→ Texte proposé:
▬▬▬▬▬▬▬▬▬▬

En Israël, le combat des femmes pour la paix
En Israël, le combat des femmes pour la paix
Par Piotr Smolar (Jérusalem, correspondant)
Des milliers de femmes ont manifesté mercredi devant la résidence de Benyamin Nétanyahou. L’absence de plate-forme politique permet au mouvement, lancé en 2014 pendant l’opération « Bordure protectrice », de dépasser les clivages.
Des membres du mouvement Women Wage Peace manifestent en faveur de la paix devant la résidence du premier ministre israélien, Benyamin Nétanyahou, le 19 octobre 2016 à Jérusalem. | AHMAD GHARABLI / AFP
Ni de droite ni de gauche, ni religieuses ni laïques, ni arabes ni juives, mais tout cela à la fois. C’est ainsi que se présentaient, mercredi 19 octobre, des milliers de femmes venues manifester pour la paix, sous les fenêtres de la résidence de Benyamin Nétanyahou, à Jérusalem. Vêtues de blanc, elles ont afflué de Galilée, de Tel-Aviv ou du Sud, pour faire entendre une voix modérée et pragmatique dans un débat public aujourd’hui écrasé par les discours sécuritaires et messianiques. Quelques femmes arabes d’âge mûr, à la tête couverte, étaient assises sur le trottoir, pendant que des Israéliennes, en majorité de gauche, reprenaient les chansons interprétées sur scène.
Le mouvement Les femmes œuvrent pour la paix (Women Wage Peace, WWP) revendique 23 000 bénévoles, un chiffre considérable à l’échelle israélienne. L’absence d’une plate-forme politique précise leur permet de dépasser les clivages. Pendant deux semaines, les bénévoles ont organisé des marches et des rassemblements au travers du pays, mais aussi en Cisjordanie, avec un seul message aux dirigeants israéliens et palestiniens : négociez !
Raya Kalisman est venue avec son fils et son beau-fils, histoire de ne pas se laisser enfermer dans un discours purement féministe. Mais cette femme passionnée, fondatrice du Centre pour les études humanistes au Musée des combattants des ghettos Lohamei Haghetaot, souligne la particularité du mouvement. « Les femmes pensent différemment. Aux générations suivantes, à la vie. On ne dit pas au gouvernement quel genre d’accord de paix est souhaitable, mais de s’engager dans une négociation. Notre organisation n’est pas de nature politique, elle réunit des personnes de tous horizons, qui estiment qu’on ne peut pas continuer encore longtemps à occuper deux millions de Palestiniens. C’est de la folie. Je ne veux pas que mes petits-enfants, devenus adultes, connaissent ça un jour. »
Le modèle libérien
Sharon A., professeur linguiste à l’université de Bar-Ilan ne souhaitant pas donner son nom, partage cette approche. « Notre mouvement n’est pas “contre”, mais pour, dit-elle. On veut que nos leaders s’assoient et trouvent une solution, assument leurs responsabilités historiques. Le modèle libérien est très fort pour nous. » De nombreuses participantes ont en mémoire le mouvement dit des Quatre mères, qui avait milité pour un retrait israélien du Sud-Liban à la fin des années 1990. Sans bénéficier du relais des réseaux sociaux, encore inexistants, elles avaient réussi à exercer une pression sur le gouvernement et l’appareil sécuritaire.

▬▬▬▬▬▬▬▬▬▬

→ Données fournies:
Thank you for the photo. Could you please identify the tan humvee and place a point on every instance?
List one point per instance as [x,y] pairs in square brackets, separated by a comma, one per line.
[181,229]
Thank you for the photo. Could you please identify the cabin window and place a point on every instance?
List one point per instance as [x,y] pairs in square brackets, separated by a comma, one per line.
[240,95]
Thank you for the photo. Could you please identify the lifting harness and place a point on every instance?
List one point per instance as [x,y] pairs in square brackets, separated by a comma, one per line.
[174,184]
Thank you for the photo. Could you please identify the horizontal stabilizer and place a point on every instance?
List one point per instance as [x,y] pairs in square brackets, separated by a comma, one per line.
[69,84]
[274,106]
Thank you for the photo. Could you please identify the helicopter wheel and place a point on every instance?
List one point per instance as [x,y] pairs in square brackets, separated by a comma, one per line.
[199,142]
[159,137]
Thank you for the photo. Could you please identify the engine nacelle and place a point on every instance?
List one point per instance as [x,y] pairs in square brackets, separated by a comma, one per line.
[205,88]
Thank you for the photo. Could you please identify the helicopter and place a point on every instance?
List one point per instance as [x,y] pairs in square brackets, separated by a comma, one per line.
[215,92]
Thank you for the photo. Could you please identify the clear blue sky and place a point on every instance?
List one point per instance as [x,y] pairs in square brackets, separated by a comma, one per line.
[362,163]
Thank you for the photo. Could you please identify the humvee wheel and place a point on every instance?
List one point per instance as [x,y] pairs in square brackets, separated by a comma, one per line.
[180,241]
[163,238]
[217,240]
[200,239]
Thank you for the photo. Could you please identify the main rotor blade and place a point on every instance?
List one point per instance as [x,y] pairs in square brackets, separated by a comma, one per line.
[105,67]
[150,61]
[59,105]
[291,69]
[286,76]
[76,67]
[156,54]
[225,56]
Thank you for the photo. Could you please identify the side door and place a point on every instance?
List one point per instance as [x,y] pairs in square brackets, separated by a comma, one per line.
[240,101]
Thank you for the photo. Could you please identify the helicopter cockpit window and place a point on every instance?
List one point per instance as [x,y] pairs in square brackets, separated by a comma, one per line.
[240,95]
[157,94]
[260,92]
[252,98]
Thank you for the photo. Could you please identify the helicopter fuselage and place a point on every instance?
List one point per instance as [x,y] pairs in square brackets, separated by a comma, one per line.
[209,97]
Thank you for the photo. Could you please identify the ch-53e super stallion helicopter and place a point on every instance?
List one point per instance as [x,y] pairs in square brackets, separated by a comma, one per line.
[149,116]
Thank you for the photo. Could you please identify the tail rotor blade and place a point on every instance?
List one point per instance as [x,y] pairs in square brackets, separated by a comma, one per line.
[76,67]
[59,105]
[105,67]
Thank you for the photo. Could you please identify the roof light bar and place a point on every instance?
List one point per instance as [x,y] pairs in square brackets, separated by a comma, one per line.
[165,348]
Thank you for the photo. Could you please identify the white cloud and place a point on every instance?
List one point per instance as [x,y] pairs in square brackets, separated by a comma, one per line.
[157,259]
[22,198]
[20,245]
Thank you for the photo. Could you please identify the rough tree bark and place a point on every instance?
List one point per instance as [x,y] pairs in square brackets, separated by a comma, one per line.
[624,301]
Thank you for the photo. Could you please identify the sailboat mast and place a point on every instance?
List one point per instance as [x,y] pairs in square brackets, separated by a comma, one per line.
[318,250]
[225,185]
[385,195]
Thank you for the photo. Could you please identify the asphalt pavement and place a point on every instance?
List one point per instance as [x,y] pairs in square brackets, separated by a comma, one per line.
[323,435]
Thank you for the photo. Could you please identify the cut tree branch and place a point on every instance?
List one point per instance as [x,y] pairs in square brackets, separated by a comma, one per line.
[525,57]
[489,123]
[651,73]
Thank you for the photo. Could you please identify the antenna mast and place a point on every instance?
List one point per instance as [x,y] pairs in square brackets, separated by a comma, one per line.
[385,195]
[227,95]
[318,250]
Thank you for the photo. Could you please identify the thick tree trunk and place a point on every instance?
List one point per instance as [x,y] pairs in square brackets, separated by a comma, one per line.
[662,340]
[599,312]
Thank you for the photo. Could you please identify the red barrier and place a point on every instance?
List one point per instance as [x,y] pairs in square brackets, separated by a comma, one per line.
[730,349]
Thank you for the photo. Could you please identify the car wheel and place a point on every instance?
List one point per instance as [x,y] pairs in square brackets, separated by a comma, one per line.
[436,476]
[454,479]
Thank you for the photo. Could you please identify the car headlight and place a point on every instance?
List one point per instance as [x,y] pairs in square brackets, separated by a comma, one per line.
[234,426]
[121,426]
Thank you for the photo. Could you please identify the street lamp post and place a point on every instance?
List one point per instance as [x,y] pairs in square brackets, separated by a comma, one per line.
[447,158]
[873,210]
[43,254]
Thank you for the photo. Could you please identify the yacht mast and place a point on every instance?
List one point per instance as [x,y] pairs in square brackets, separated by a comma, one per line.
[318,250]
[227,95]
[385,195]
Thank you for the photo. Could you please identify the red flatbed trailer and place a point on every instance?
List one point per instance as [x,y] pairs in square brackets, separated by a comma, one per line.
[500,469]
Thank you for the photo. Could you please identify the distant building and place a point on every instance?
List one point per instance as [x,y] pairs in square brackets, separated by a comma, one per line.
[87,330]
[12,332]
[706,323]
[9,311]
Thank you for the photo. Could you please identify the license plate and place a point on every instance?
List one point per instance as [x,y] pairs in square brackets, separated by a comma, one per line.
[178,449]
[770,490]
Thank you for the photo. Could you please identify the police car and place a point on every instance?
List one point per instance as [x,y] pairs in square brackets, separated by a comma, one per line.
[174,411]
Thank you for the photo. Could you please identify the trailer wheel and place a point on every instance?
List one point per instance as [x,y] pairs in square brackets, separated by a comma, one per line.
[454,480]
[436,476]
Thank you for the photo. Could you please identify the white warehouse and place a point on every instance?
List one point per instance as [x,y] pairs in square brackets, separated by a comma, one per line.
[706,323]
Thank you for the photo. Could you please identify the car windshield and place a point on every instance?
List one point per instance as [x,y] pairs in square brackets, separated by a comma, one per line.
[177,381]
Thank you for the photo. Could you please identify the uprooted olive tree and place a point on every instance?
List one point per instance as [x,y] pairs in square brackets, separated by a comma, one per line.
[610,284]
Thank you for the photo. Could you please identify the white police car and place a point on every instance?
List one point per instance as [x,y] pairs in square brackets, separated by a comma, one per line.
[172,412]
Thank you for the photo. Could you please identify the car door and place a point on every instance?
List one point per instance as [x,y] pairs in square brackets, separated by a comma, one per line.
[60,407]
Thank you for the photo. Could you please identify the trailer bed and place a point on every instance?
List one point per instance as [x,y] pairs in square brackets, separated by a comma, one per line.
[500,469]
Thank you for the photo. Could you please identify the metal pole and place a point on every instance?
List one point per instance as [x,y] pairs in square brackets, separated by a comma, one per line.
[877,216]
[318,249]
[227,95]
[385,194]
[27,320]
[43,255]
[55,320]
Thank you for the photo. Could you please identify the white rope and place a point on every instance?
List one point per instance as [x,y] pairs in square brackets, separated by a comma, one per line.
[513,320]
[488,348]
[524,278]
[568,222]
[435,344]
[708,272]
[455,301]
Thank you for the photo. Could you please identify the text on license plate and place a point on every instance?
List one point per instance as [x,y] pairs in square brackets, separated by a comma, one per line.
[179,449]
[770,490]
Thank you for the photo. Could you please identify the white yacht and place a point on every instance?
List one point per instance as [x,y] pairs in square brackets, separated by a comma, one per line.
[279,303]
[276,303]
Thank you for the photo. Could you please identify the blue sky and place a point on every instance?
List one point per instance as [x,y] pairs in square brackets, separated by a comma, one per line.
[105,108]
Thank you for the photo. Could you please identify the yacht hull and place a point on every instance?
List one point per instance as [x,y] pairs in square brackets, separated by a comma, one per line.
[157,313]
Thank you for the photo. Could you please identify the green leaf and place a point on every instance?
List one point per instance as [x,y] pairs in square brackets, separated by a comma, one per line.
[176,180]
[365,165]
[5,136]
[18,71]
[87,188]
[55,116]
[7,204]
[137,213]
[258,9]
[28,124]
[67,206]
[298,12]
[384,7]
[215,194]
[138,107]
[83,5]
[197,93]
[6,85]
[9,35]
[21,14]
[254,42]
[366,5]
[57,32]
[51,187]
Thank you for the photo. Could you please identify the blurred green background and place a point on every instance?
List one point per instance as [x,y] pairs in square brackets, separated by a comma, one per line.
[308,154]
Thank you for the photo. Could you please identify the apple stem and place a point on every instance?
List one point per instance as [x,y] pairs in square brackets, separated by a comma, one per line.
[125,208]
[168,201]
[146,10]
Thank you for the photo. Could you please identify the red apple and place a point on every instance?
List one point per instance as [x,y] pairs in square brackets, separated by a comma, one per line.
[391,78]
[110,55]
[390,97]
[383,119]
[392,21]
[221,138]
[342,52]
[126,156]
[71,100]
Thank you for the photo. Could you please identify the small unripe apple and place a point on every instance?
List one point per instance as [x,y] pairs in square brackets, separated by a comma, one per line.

▬▬▬▬▬▬▬▬▬▬

→ Exercices:
1. Combien de bénévoles le mouvement Women Wage Peace revendique-t-il selon l'article ?
2. Recopiez le passage de l'article qui commence aux mots « Le mouvement Les » et s'arrête après les mots « palestiniens : négociez ! ».
Les entrées n'ont aucun rôle ici.

→ Corrigé:
1. 23 000 bénévoles.

2.
Le mouvement Les femmes œuvrent pour la paix (Women Wage Peace, WWP) revendique 23 000 bénévoles, un chiffre considérable à l’échelle israélienne. L’absence d’une plate-forme politique précise leur permet de dépasser les clivages. Pendant deux semaines, les bénévoles ont organisé des marches et des rassemblements au travers du pays, mais aussi en Cisjordanie, avec un seul message aux dirigeants israéliens et palestiniens : négociez !